### WHAT YOU NEED TO DO
All lines from the one with "the form [198,265]." through the last line of the data below should be copied exactly; please add nothing.
# # # # # # #
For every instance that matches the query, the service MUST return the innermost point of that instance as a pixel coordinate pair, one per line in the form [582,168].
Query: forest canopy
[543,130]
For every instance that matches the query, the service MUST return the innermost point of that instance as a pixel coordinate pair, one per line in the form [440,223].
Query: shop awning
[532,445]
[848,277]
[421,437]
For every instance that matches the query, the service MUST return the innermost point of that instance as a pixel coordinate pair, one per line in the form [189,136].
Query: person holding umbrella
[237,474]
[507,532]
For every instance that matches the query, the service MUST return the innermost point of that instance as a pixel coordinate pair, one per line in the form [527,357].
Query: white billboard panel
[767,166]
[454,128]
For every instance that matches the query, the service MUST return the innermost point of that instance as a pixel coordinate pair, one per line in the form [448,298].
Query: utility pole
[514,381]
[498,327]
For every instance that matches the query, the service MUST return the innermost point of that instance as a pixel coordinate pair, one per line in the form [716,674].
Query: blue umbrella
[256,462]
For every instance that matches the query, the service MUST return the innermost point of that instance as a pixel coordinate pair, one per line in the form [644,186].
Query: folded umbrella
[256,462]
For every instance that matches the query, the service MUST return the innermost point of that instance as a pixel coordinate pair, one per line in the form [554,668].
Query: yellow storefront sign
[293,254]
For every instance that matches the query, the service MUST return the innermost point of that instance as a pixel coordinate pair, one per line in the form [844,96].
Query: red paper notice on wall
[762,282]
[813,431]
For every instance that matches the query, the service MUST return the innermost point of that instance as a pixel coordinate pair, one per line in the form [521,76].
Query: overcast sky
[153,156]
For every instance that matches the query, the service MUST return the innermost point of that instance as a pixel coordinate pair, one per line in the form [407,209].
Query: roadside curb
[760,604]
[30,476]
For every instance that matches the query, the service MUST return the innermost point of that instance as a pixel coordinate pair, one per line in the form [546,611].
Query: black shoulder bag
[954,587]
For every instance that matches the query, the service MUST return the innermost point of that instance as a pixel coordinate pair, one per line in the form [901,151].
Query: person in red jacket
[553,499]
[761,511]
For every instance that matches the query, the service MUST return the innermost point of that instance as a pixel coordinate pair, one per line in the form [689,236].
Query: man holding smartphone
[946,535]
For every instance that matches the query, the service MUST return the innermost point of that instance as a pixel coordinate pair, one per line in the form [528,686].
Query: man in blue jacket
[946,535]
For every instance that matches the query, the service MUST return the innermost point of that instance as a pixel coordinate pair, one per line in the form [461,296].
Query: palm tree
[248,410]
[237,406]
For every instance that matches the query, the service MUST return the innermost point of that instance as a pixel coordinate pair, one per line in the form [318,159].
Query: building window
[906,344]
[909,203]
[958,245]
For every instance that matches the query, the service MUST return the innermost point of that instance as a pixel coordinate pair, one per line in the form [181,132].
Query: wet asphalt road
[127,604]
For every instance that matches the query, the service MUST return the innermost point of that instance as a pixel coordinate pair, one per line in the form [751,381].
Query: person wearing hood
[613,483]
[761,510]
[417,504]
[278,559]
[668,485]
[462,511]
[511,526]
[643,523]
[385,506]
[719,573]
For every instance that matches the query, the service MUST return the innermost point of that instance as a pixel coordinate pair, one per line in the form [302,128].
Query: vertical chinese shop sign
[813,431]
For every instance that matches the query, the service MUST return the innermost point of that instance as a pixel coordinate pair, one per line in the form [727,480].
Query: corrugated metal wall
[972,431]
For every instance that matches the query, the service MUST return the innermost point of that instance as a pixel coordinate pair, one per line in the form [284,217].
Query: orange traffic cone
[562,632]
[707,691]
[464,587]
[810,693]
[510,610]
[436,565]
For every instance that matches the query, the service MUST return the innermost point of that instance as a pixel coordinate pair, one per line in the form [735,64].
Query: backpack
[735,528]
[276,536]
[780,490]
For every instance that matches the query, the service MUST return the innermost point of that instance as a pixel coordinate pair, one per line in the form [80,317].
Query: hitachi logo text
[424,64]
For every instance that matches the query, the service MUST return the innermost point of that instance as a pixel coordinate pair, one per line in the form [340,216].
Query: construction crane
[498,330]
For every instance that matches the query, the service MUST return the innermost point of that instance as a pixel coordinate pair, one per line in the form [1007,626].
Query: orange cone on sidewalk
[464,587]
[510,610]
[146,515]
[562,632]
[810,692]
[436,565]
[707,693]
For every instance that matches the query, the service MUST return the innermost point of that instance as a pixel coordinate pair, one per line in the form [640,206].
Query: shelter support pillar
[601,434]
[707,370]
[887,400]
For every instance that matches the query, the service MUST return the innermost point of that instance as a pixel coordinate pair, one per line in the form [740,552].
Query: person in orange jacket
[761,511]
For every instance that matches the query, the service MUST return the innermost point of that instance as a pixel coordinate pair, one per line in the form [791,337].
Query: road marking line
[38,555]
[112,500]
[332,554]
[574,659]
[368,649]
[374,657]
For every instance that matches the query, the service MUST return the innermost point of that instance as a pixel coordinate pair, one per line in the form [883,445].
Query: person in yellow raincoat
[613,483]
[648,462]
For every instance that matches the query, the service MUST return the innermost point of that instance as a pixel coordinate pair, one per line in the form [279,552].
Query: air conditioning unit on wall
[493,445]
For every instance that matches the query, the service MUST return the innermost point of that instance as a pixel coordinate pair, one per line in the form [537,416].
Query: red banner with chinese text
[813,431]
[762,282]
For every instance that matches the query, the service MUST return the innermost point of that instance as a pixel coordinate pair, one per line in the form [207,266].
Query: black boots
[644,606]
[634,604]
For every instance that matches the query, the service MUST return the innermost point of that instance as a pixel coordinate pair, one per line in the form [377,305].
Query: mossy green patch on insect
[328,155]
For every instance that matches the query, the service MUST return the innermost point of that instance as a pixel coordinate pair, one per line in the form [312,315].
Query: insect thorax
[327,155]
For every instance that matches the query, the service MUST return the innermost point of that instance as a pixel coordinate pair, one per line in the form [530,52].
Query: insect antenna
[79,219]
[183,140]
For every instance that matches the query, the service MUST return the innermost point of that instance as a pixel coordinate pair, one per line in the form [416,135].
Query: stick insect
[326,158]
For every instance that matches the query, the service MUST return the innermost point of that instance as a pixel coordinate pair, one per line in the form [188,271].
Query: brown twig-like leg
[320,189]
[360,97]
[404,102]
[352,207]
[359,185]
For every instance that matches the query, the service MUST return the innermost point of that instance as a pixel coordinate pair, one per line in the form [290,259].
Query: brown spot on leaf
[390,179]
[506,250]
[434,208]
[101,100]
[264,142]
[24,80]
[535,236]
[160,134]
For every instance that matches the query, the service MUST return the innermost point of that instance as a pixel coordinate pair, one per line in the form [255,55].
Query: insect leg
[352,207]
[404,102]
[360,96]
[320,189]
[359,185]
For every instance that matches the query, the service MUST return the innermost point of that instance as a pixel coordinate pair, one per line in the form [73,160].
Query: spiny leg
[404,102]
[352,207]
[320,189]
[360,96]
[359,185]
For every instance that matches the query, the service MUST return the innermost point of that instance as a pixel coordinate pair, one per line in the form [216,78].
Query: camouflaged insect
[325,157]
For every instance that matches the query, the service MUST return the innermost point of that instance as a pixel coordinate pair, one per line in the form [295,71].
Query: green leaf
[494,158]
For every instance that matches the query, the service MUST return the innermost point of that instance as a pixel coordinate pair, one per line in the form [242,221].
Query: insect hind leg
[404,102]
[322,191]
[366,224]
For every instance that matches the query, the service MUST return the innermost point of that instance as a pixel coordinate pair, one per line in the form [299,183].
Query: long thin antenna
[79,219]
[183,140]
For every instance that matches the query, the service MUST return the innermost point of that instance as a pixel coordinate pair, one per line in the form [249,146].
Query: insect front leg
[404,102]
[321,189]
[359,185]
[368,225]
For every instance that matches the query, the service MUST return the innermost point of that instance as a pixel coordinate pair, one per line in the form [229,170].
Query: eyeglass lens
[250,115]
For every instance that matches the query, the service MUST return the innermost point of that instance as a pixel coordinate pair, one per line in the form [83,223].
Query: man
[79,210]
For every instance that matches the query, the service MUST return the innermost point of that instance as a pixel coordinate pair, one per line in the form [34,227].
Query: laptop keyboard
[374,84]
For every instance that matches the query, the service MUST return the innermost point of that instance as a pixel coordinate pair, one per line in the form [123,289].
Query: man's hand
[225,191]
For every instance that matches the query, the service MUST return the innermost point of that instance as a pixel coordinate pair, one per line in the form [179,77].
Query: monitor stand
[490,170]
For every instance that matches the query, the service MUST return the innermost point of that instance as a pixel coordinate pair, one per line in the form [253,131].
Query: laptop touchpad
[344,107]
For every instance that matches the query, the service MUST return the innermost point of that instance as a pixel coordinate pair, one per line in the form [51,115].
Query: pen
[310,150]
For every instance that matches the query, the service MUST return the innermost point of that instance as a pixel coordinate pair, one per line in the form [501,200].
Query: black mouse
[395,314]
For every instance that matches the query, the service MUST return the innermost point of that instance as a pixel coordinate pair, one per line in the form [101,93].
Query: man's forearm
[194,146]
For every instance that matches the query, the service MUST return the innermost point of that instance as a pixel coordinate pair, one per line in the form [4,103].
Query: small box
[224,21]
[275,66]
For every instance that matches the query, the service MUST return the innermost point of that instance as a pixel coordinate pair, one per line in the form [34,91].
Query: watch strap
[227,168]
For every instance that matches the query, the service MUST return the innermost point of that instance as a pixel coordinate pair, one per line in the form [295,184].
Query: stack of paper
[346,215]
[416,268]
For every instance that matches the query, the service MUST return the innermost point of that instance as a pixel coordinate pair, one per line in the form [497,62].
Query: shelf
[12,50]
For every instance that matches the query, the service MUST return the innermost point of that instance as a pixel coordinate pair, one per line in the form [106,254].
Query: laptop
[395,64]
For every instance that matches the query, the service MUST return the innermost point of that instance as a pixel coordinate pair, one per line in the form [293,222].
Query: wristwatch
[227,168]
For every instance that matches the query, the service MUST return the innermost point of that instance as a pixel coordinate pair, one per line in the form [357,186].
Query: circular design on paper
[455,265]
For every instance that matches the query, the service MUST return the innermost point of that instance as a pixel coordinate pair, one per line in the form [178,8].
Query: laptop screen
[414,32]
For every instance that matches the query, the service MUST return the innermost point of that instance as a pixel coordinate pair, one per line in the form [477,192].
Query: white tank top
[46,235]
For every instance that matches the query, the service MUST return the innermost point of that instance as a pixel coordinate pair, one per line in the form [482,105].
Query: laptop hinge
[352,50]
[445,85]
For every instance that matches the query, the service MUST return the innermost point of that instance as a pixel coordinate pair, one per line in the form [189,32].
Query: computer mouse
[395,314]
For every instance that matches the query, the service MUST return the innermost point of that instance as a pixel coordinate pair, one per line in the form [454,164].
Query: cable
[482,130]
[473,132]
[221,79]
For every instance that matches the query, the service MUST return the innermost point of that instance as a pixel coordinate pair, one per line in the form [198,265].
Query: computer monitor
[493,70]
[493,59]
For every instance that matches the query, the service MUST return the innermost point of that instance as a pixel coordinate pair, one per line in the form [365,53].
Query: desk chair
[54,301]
# # # # # # #
### RESULT OF THE EXERCISE
For every instance that matches the query, the service MUST return the innermost point of that instance as a pixel coordinate pair, one per line in the form [198,265].
Query: computer monitor
[493,70]
[493,59]
For every instance that matches the query, the service MUST return the innermost point of that instance as a pixel coordinate pair, one per line in the form [365,53].
Query: desk chair
[54,301]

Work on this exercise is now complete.